[EXERCISE BRIEF] What you return should be the full listing, exactly as given.

● ● ● ●

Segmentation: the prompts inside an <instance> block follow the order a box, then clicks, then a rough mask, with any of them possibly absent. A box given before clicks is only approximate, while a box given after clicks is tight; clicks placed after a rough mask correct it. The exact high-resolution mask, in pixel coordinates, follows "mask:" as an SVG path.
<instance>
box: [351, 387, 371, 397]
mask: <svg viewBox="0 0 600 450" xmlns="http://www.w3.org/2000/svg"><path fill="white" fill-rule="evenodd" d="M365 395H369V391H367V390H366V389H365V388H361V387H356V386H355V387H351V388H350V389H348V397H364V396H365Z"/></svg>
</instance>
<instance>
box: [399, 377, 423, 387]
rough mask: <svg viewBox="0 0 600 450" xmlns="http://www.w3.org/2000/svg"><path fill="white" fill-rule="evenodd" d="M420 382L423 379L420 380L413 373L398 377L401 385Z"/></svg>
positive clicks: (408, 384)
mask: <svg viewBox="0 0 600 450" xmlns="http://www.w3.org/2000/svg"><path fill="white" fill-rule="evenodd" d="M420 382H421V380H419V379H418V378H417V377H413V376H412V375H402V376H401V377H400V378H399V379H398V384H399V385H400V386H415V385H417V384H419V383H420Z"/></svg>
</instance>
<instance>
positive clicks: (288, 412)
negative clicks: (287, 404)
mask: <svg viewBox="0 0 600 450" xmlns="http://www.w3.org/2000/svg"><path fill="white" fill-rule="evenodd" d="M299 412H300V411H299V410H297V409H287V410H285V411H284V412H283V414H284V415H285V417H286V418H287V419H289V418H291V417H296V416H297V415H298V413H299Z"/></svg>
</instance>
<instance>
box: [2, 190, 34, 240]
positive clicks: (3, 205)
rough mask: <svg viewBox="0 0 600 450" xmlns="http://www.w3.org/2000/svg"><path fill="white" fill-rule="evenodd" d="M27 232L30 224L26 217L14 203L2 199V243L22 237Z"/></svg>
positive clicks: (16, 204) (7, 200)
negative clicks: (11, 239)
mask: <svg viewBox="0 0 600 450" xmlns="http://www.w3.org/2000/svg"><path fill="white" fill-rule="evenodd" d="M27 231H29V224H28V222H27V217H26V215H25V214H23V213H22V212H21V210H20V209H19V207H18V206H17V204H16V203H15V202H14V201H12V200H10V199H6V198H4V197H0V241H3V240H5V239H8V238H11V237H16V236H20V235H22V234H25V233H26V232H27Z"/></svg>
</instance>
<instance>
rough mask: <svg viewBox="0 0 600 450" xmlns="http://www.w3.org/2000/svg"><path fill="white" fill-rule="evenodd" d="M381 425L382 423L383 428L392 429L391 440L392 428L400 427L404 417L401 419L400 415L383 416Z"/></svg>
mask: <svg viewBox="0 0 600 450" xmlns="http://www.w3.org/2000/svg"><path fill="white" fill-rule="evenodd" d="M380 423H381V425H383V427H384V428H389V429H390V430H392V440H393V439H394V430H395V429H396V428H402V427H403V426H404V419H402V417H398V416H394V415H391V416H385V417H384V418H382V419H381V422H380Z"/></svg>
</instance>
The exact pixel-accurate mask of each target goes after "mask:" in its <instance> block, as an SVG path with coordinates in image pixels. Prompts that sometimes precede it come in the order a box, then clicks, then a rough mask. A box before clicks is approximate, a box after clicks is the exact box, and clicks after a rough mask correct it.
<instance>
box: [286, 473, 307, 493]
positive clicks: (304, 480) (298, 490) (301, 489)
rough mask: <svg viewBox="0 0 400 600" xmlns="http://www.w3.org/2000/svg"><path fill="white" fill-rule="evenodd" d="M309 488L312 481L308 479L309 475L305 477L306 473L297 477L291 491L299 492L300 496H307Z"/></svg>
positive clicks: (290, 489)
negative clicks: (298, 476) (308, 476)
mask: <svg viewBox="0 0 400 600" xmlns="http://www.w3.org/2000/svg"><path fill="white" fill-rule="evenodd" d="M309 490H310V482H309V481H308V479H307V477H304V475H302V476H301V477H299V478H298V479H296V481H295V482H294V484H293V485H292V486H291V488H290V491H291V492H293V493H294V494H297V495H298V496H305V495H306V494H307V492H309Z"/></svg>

● ● ● ●

[TASK RESPONSE]
Segmentation: the prompts inside an <instance> block follow the order a box, then clicks, then a rough mask, with any of them possibly absent. A box given before clicks is only approximate, while a box given after clicks is tight; clicks placed after a rough mask correct it. The exact high-resolution mask, in pixel coordinates, follows "mask:" as an SVG path.
<instance>
box: [351, 387, 371, 397]
mask: <svg viewBox="0 0 600 450" xmlns="http://www.w3.org/2000/svg"><path fill="white" fill-rule="evenodd" d="M365 395H369V391H367V390H366V389H365V388H361V387H356V386H355V387H351V388H350V389H348V397H364V396H365Z"/></svg>
</instance>
<instance>
box: [399, 377, 423, 387]
rough mask: <svg viewBox="0 0 600 450" xmlns="http://www.w3.org/2000/svg"><path fill="white" fill-rule="evenodd" d="M420 382L423 379L420 380L413 373L398 377L401 385Z"/></svg>
positive clicks: (408, 384)
mask: <svg viewBox="0 0 600 450" xmlns="http://www.w3.org/2000/svg"><path fill="white" fill-rule="evenodd" d="M420 382H421V380H419V379H418V378H417V377H413V376H412V375H402V376H401V377H400V378H399V379H398V384H399V385H400V386H415V385H417V384H419V383H420Z"/></svg>
</instance>
<instance>
positive clicks: (288, 412)
negative clicks: (287, 404)
mask: <svg viewBox="0 0 600 450" xmlns="http://www.w3.org/2000/svg"><path fill="white" fill-rule="evenodd" d="M299 412H300V411H299V410H297V409H287V410H285V411H284V412H283V414H284V415H285V417H286V418H287V419H289V418H291V417H296V416H297V415H298V413H299Z"/></svg>
</instance>
<instance>
box: [2, 190, 34, 240]
positive clicks: (3, 205)
rough mask: <svg viewBox="0 0 600 450" xmlns="http://www.w3.org/2000/svg"><path fill="white" fill-rule="evenodd" d="M27 232L30 224L26 217L14 203L2 199V243L22 237Z"/></svg>
positive clicks: (16, 204) (7, 200)
negative clicks: (11, 239)
mask: <svg viewBox="0 0 600 450" xmlns="http://www.w3.org/2000/svg"><path fill="white" fill-rule="evenodd" d="M27 231H29V224H28V222H27V217H26V215H25V214H23V213H22V212H21V210H20V209H19V207H18V206H17V204H16V203H15V202H14V201H12V200H10V199H6V198H4V197H0V241H3V240H5V239H8V238H11V237H16V236H20V235H22V234H25V233H26V232H27Z"/></svg>
</instance>
<instance>
rough mask: <svg viewBox="0 0 600 450" xmlns="http://www.w3.org/2000/svg"><path fill="white" fill-rule="evenodd" d="M381 425L382 423L383 428L392 429L391 440L392 428L400 427L404 417L401 419L400 415L383 416Z"/></svg>
mask: <svg viewBox="0 0 600 450" xmlns="http://www.w3.org/2000/svg"><path fill="white" fill-rule="evenodd" d="M380 423H381V425H383V427H384V428H389V429H390V430H392V440H393V439H394V430H395V429H396V428H402V427H403V426H404V419H402V417H398V416H394V415H391V416H385V417H384V418H382V419H381V422H380Z"/></svg>
</instance>
The exact pixel-accurate mask of each target goes after "mask:" in its <instance> block, as an SVG path with coordinates in image pixels. Prompts that sometimes precede it come in the order a box, then clicks, then a rough mask. A box before clicks is approximate, a box after clicks is the exact box, and clicks after a rough mask correct it.
<instance>
box: [286, 473, 307, 493]
positive clicks: (304, 480) (298, 490) (301, 489)
rough mask: <svg viewBox="0 0 400 600" xmlns="http://www.w3.org/2000/svg"><path fill="white" fill-rule="evenodd" d="M309 488L312 481L308 479L309 475L305 477L306 473L297 477L291 491L299 492L300 496H307Z"/></svg>
positive clicks: (290, 489)
negative clicks: (298, 476) (308, 476)
mask: <svg viewBox="0 0 400 600" xmlns="http://www.w3.org/2000/svg"><path fill="white" fill-rule="evenodd" d="M309 490H310V482H309V481H308V479H307V477H304V475H302V476H301V477H299V478H298V479H296V481H295V482H294V484H293V485H292V486H291V488H290V491H291V492H293V493H294V494H297V495H298V496H305V495H306V494H307V492H309Z"/></svg>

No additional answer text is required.